What to do
Please list every line of the listing below that contains the string "Query", treating uppercase and lowercase as different.

_ _ _ _ _

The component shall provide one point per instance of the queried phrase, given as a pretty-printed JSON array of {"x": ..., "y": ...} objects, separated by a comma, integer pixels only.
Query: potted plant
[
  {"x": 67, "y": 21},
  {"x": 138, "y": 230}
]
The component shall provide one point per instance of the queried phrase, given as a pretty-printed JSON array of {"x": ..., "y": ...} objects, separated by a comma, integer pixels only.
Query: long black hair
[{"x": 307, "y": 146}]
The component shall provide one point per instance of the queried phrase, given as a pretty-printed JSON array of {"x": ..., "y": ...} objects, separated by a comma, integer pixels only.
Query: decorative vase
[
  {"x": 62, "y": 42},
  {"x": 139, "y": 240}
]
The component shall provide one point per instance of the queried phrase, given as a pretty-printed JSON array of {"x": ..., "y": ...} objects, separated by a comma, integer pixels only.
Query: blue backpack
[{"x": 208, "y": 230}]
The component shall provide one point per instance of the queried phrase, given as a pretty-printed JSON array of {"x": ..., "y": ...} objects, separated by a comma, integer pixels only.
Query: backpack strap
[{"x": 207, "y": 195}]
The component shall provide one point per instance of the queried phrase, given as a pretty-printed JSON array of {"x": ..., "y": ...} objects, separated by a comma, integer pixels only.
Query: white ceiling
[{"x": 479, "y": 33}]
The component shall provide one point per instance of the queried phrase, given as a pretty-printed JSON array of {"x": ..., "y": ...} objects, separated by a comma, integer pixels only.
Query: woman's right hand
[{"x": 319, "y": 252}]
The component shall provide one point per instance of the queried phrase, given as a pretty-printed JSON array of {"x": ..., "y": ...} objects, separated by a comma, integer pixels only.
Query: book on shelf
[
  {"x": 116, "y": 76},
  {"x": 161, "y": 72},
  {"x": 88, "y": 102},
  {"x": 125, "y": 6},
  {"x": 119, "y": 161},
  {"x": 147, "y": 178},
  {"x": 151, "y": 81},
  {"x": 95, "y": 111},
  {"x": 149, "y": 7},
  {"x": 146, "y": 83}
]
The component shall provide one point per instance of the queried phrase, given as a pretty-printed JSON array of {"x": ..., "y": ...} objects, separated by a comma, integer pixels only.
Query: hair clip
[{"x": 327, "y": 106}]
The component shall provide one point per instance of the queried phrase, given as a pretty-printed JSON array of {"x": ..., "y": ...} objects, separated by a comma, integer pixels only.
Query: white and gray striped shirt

_ _ _ _ _

Exercise response
Query: potted plant
Query: long black hair
Query: decorative vase
Query: blue backpack
Query: backpack strap
Query: white ceiling
Query: woman's right hand
Query: book on shelf
Query: hair clip
Query: white and gray striped shirt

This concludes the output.